■ Work task
In the entries below, find every line with "black" and copy it.

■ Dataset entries
┌────────
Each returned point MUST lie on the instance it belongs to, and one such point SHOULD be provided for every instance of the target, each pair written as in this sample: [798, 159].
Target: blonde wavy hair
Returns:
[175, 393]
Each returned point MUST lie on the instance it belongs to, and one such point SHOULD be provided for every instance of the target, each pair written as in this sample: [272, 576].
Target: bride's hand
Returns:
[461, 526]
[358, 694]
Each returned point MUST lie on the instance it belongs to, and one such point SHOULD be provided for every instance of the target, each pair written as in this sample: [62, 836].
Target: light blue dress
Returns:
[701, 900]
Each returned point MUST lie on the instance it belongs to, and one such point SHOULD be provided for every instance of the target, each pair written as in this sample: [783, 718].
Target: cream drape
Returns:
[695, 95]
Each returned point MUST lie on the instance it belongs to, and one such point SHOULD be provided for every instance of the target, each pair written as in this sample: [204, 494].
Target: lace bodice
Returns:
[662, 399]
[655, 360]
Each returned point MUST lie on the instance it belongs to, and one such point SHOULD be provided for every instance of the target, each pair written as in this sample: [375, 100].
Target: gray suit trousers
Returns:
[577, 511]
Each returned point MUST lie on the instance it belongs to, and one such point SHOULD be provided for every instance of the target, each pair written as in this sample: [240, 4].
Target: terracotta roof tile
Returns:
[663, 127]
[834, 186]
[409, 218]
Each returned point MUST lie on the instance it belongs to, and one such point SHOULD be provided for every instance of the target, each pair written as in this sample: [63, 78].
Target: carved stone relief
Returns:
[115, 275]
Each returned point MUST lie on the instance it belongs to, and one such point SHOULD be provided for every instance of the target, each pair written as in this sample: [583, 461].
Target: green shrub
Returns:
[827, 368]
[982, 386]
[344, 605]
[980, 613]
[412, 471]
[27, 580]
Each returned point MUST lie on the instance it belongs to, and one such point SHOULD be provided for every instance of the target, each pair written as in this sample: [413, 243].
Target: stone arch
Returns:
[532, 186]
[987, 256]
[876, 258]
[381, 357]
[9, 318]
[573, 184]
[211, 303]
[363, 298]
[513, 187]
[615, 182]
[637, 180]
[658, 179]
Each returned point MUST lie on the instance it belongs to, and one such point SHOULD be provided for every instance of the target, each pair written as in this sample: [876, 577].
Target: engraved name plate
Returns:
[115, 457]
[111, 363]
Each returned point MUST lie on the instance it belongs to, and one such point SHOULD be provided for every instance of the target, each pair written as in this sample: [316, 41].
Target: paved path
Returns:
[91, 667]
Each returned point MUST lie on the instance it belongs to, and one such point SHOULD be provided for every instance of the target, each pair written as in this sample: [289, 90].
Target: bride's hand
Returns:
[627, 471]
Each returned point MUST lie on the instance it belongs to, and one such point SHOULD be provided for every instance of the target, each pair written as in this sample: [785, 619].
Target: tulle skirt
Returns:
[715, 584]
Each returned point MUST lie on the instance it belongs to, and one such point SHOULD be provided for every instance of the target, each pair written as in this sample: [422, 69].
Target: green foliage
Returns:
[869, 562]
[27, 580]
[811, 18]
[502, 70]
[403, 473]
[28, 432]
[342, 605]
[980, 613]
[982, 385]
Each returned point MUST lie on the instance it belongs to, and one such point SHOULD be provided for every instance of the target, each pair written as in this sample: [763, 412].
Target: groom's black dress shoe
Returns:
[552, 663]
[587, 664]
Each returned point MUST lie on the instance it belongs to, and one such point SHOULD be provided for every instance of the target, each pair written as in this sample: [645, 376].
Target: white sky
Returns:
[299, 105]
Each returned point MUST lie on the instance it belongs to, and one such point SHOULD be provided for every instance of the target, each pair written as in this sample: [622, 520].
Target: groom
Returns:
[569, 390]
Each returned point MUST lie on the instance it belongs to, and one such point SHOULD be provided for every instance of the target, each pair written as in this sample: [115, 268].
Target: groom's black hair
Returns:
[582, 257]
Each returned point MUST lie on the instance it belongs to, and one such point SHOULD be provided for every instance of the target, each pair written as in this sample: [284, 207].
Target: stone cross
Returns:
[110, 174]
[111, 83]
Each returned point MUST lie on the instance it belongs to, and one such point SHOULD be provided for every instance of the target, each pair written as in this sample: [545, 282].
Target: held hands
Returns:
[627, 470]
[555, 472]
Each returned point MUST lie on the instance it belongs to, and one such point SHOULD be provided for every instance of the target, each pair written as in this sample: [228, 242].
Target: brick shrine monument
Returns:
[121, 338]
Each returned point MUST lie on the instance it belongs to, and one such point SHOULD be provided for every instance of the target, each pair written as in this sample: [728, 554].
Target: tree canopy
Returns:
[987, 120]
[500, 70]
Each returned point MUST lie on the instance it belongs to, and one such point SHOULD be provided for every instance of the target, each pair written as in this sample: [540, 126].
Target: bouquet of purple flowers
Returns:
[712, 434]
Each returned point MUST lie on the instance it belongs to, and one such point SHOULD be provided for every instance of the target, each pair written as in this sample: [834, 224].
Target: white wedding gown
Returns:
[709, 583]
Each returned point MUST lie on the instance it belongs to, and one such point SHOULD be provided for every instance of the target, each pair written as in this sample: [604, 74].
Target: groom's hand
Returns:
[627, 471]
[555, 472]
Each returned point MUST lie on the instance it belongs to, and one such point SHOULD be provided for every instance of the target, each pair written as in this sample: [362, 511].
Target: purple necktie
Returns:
└────────
■ Finished exercise
Target: groom's black dress shoe
Target: groom's black hair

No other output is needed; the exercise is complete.